_YOUR TASK_
Exactly as written, retype the lines that run from the line holding "Note for the class: annotate every instance of the dark doorway" through the end of the records below. Do not include pictures.

_RECORD LIST_
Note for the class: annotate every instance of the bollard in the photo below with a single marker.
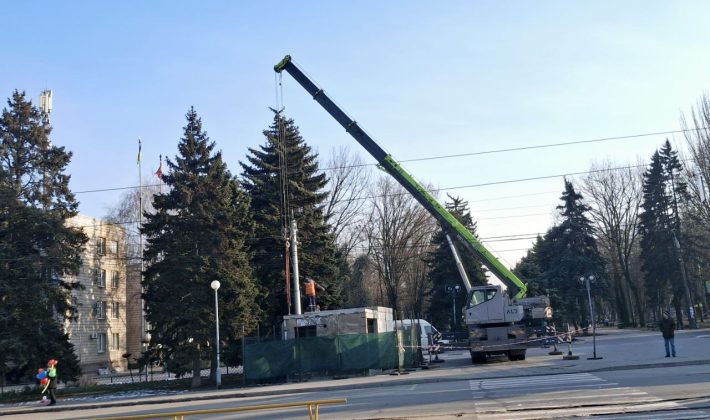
(569, 355)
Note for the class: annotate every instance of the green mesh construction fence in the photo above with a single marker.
(326, 355)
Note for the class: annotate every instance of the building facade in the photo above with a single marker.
(100, 331)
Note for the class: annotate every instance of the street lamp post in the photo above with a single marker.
(453, 290)
(587, 280)
(218, 375)
(146, 341)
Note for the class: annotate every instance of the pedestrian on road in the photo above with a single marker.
(668, 331)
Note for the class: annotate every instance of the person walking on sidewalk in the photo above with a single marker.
(668, 331)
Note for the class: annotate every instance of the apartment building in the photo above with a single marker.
(100, 333)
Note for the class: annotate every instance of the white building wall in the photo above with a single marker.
(93, 333)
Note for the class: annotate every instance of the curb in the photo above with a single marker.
(324, 388)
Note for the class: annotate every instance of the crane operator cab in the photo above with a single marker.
(490, 305)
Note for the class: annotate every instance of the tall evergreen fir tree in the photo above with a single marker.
(444, 274)
(283, 180)
(529, 272)
(196, 235)
(567, 253)
(37, 248)
(663, 189)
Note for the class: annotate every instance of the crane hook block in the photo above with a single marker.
(279, 67)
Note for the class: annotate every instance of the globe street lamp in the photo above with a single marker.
(587, 280)
(146, 343)
(218, 375)
(453, 290)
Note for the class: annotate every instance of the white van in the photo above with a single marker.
(429, 334)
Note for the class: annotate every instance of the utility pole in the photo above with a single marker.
(294, 260)
(691, 313)
(587, 280)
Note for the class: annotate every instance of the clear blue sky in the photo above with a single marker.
(424, 78)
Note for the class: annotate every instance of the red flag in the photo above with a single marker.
(159, 172)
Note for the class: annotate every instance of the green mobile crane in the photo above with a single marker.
(494, 319)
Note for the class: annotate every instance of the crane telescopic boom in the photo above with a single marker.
(516, 288)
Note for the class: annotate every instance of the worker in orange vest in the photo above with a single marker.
(310, 285)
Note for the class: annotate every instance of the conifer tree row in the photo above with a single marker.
(198, 234)
(38, 251)
(264, 175)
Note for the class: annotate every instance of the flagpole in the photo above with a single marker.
(140, 243)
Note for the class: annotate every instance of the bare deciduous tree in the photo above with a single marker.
(398, 233)
(616, 197)
(348, 184)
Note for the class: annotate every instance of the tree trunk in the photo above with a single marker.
(196, 368)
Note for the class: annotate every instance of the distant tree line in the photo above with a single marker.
(360, 235)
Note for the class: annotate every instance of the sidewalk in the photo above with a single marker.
(620, 349)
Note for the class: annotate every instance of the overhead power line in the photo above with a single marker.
(512, 149)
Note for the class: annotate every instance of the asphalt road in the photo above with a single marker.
(633, 380)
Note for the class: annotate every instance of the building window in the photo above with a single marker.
(101, 343)
(100, 309)
(100, 277)
(101, 246)
(115, 344)
(113, 247)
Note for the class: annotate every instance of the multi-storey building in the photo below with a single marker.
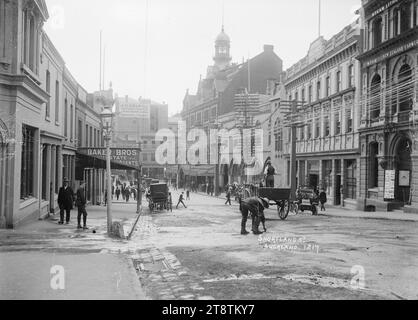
(228, 97)
(327, 83)
(389, 110)
(138, 121)
(40, 99)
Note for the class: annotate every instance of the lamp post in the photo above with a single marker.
(107, 117)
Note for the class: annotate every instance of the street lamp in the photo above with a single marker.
(107, 117)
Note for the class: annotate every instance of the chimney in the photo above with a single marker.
(268, 48)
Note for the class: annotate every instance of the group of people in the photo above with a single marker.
(66, 200)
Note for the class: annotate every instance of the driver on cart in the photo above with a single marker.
(256, 206)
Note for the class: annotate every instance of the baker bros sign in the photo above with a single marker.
(124, 156)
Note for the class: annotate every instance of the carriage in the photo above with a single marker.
(159, 198)
(279, 197)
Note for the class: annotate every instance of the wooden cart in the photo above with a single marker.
(279, 197)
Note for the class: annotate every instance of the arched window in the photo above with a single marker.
(405, 88)
(396, 22)
(377, 31)
(405, 16)
(374, 165)
(375, 97)
(278, 136)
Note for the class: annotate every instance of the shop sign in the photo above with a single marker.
(125, 156)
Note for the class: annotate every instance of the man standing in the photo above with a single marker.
(228, 197)
(81, 206)
(65, 201)
(181, 198)
(256, 207)
(269, 174)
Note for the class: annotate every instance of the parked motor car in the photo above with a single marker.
(308, 200)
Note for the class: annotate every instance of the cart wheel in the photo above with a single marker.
(284, 210)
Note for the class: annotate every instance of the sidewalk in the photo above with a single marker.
(29, 252)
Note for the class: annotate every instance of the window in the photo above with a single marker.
(328, 84)
(318, 90)
(374, 165)
(375, 98)
(405, 16)
(71, 122)
(339, 81)
(310, 94)
(377, 31)
(28, 163)
(326, 127)
(317, 128)
(337, 123)
(48, 90)
(278, 136)
(396, 22)
(57, 101)
(349, 121)
(87, 136)
(351, 76)
(65, 118)
(406, 88)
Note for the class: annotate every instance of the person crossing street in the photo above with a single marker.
(256, 207)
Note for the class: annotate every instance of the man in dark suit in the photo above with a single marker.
(65, 201)
(81, 206)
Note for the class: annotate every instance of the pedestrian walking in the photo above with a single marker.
(117, 193)
(181, 198)
(65, 201)
(127, 194)
(269, 174)
(256, 207)
(81, 207)
(228, 197)
(323, 199)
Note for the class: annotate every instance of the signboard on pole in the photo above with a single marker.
(125, 156)
(137, 110)
(389, 193)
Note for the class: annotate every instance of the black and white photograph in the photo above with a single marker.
(208, 154)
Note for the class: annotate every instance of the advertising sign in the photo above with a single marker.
(389, 184)
(135, 110)
(125, 156)
(404, 178)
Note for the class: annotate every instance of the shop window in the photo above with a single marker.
(374, 165)
(375, 98)
(28, 163)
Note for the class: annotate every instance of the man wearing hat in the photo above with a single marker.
(81, 206)
(269, 175)
(256, 206)
(65, 201)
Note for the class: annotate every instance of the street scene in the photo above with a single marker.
(213, 150)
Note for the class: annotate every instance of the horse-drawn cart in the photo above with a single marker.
(158, 197)
(280, 197)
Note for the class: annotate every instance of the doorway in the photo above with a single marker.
(338, 190)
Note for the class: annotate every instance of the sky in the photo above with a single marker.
(158, 49)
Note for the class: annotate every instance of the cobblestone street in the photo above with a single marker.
(197, 253)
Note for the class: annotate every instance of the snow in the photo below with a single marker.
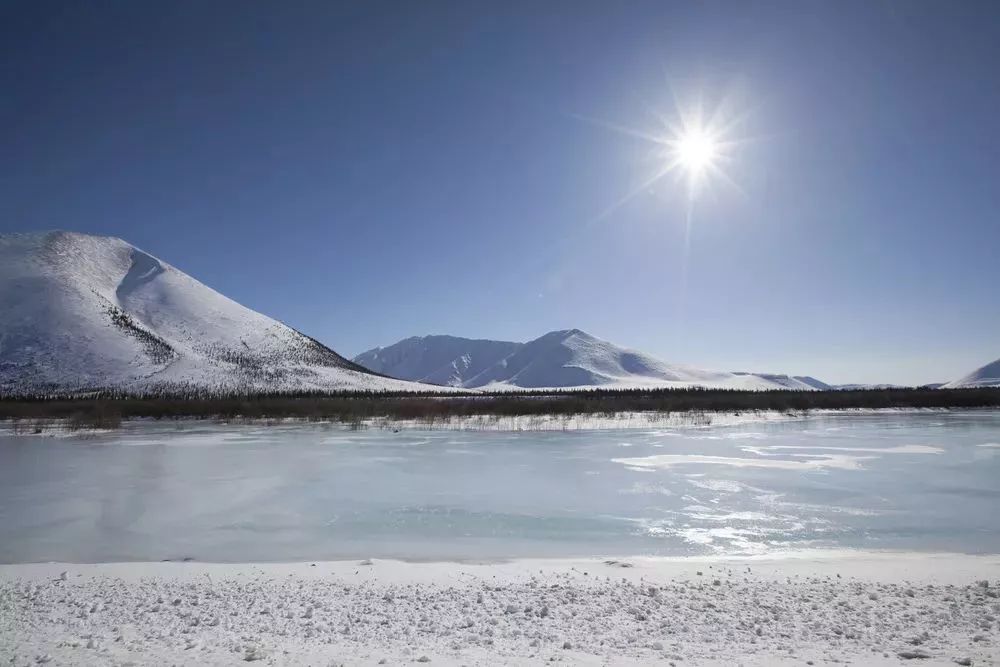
(987, 376)
(559, 359)
(80, 312)
(869, 608)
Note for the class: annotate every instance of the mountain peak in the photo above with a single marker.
(83, 312)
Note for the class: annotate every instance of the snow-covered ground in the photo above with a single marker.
(557, 360)
(812, 609)
(79, 312)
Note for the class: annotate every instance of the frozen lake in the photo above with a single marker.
(173, 490)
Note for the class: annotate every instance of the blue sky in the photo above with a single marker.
(371, 171)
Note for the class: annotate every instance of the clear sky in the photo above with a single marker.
(371, 171)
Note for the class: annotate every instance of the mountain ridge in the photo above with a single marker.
(80, 312)
(563, 358)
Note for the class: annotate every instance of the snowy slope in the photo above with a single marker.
(570, 358)
(445, 360)
(987, 376)
(83, 312)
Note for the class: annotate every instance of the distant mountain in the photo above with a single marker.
(569, 358)
(81, 312)
(987, 376)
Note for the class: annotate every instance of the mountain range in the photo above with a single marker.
(81, 312)
(985, 376)
(559, 359)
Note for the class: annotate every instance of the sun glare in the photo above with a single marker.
(695, 151)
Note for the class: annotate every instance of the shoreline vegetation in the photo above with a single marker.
(107, 410)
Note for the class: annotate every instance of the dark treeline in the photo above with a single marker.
(108, 408)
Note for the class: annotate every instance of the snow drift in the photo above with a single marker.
(81, 312)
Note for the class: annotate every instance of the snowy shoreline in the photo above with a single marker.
(870, 608)
(529, 423)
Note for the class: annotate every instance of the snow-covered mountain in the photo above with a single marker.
(987, 376)
(80, 312)
(570, 358)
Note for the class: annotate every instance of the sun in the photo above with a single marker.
(695, 151)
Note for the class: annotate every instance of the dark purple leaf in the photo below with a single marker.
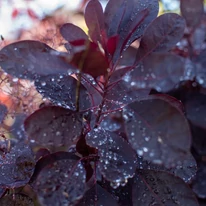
(186, 169)
(72, 33)
(62, 183)
(17, 166)
(62, 91)
(3, 112)
(28, 59)
(157, 130)
(160, 71)
(97, 196)
(199, 184)
(94, 18)
(160, 189)
(16, 200)
(162, 34)
(117, 159)
(91, 61)
(192, 11)
(54, 126)
(128, 19)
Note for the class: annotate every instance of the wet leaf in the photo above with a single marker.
(62, 91)
(192, 11)
(160, 188)
(97, 196)
(186, 169)
(72, 33)
(148, 128)
(94, 18)
(162, 34)
(128, 19)
(16, 200)
(67, 186)
(117, 159)
(29, 59)
(53, 126)
(160, 71)
(199, 184)
(17, 166)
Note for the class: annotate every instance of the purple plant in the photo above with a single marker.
(114, 133)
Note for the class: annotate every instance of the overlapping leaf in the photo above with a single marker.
(16, 167)
(148, 128)
(160, 188)
(62, 91)
(28, 59)
(53, 126)
(117, 159)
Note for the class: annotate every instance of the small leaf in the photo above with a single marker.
(94, 18)
(199, 184)
(160, 71)
(148, 128)
(162, 34)
(97, 196)
(117, 159)
(192, 11)
(62, 182)
(29, 59)
(160, 188)
(53, 126)
(17, 166)
(61, 89)
(72, 33)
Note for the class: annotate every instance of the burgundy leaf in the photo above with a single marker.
(117, 159)
(157, 130)
(128, 19)
(160, 71)
(91, 61)
(17, 166)
(199, 184)
(160, 189)
(28, 59)
(162, 34)
(186, 169)
(3, 112)
(97, 196)
(192, 11)
(94, 18)
(54, 126)
(62, 91)
(72, 33)
(62, 183)
(20, 199)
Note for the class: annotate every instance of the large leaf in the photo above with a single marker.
(192, 11)
(162, 34)
(28, 59)
(16, 167)
(160, 188)
(157, 130)
(94, 18)
(117, 159)
(72, 33)
(160, 71)
(62, 91)
(97, 196)
(61, 182)
(54, 126)
(128, 19)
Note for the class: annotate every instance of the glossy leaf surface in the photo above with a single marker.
(53, 126)
(117, 159)
(150, 134)
(160, 188)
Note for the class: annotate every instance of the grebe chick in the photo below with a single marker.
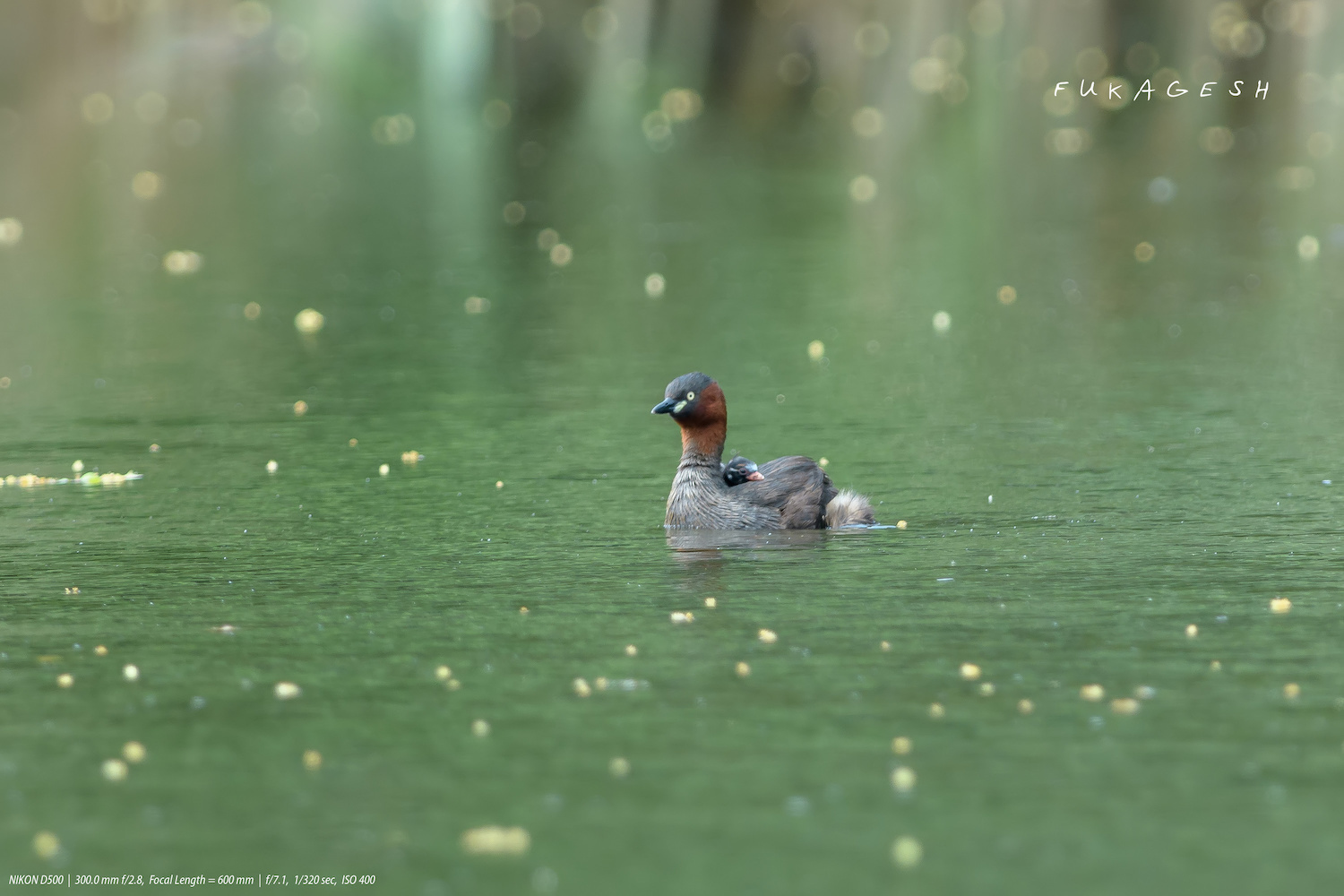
(739, 470)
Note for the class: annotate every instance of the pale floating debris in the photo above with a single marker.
(494, 840)
(1124, 705)
(680, 104)
(863, 190)
(182, 263)
(46, 845)
(309, 322)
(1067, 142)
(906, 852)
(145, 185)
(11, 231)
(561, 254)
(394, 131)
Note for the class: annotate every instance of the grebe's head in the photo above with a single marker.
(739, 470)
(694, 400)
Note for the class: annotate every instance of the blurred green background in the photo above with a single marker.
(1086, 349)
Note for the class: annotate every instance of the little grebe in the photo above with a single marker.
(739, 470)
(793, 493)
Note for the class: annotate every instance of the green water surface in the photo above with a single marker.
(1156, 441)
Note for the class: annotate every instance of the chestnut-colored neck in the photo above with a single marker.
(704, 433)
(704, 440)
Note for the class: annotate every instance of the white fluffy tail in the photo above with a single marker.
(849, 508)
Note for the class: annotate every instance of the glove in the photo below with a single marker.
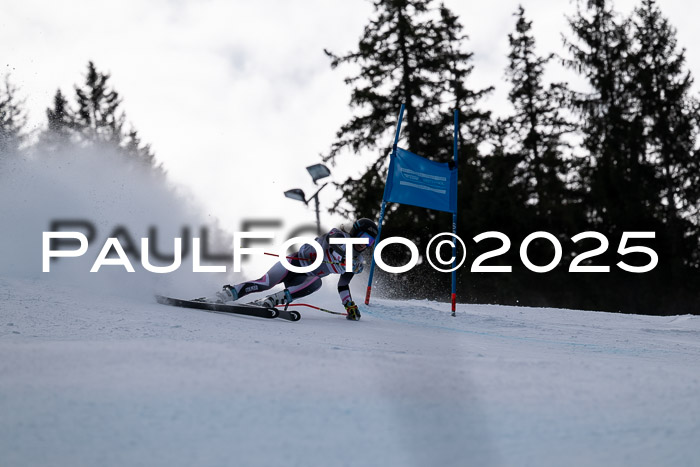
(353, 313)
(357, 265)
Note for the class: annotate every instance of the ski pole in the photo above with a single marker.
(305, 259)
(317, 308)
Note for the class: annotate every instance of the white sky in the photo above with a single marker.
(237, 97)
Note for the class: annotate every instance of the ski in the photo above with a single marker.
(239, 309)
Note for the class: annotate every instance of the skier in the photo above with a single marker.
(302, 284)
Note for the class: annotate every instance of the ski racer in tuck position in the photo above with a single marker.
(302, 284)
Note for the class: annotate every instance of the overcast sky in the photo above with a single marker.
(236, 97)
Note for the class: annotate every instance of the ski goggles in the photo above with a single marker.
(369, 237)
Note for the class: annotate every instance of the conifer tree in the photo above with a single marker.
(412, 53)
(670, 115)
(12, 119)
(60, 124)
(538, 124)
(98, 118)
(616, 173)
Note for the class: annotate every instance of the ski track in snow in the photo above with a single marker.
(95, 379)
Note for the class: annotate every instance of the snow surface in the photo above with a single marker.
(96, 379)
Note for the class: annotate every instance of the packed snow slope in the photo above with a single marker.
(95, 379)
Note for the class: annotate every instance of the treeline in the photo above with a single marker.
(92, 120)
(620, 155)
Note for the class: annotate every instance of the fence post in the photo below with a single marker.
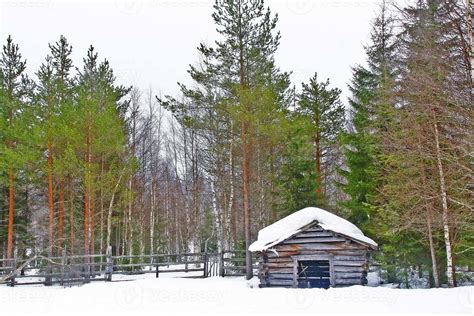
(63, 265)
(221, 264)
(13, 263)
(157, 262)
(109, 267)
(205, 258)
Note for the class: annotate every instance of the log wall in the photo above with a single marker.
(348, 259)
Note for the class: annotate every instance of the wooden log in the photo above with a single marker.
(315, 240)
(355, 281)
(348, 263)
(318, 247)
(308, 233)
(280, 282)
(348, 275)
(348, 269)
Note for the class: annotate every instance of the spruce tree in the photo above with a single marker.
(323, 109)
(12, 116)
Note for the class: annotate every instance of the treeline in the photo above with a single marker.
(86, 163)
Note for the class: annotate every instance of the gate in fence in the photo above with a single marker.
(68, 270)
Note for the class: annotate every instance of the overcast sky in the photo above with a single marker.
(150, 43)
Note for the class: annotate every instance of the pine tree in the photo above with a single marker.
(359, 147)
(13, 79)
(323, 108)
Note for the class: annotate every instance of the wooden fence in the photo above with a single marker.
(68, 270)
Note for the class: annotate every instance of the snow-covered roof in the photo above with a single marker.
(296, 222)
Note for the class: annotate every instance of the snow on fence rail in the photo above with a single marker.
(68, 270)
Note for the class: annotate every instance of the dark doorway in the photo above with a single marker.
(313, 274)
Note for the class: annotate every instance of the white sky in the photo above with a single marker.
(150, 43)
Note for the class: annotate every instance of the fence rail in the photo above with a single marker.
(68, 270)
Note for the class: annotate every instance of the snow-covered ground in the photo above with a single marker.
(146, 295)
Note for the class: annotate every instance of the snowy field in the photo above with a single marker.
(146, 295)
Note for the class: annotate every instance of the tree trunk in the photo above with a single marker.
(432, 249)
(130, 206)
(428, 214)
(109, 213)
(50, 199)
(61, 215)
(11, 209)
(246, 197)
(71, 215)
(444, 203)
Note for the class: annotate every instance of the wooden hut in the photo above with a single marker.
(312, 248)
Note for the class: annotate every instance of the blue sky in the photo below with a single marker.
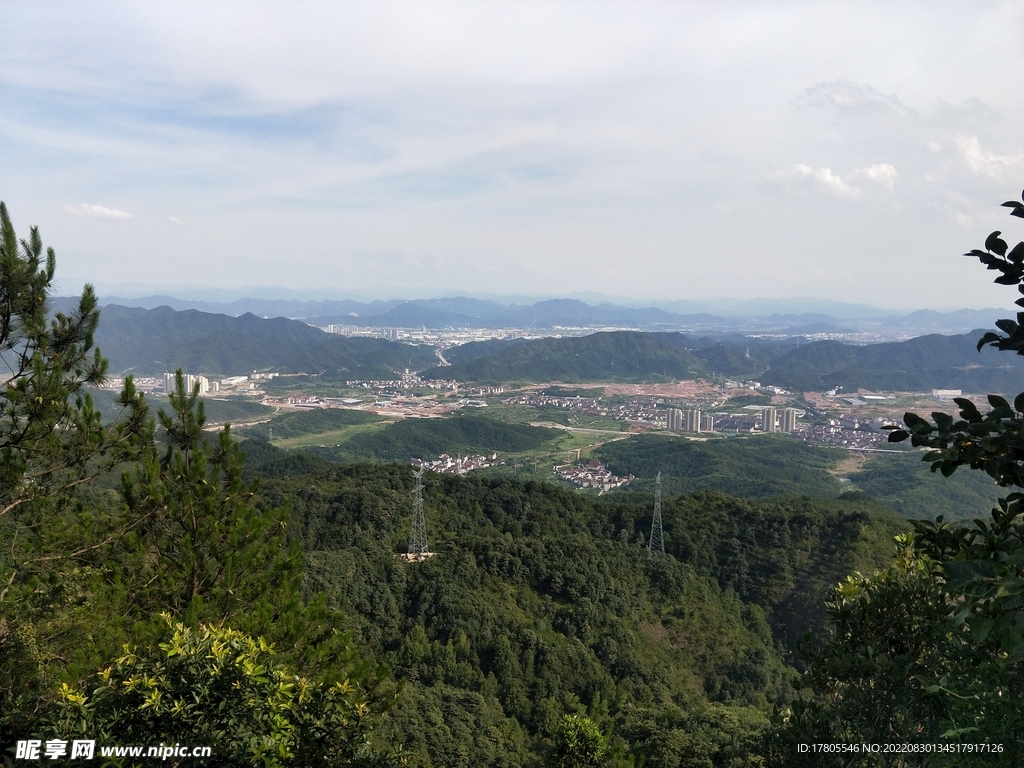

_COMPLETE RESPONSE_
Note for the class: annotate every instance of the dark doorway in the photo above with a single marker.
(313, 274)
Note for the class: annotate every instance of the white sky in the photo above with a single marker.
(150, 43)
Note for the class: annotate every instance of the fence rail in the photo above with a single marker.
(68, 270)
Note for the class: annotate every instance of the snow-covered ground in the photo above with a single marker.
(146, 295)
Note for the class: annotate every instance of the snowy field in the photo above with a single marker.
(146, 295)
Note for the class: annotate every instance of the tree trunk in the photo above with a single marker.
(432, 249)
(130, 206)
(428, 214)
(109, 213)
(50, 199)
(61, 215)
(11, 209)
(246, 197)
(71, 215)
(444, 203)
Note for the class: annotate every instance of the wooden hut in the photo above with a single marker.
(312, 248)
Note for the class: annotate every instance of the blue sky in the photo below with a single marker.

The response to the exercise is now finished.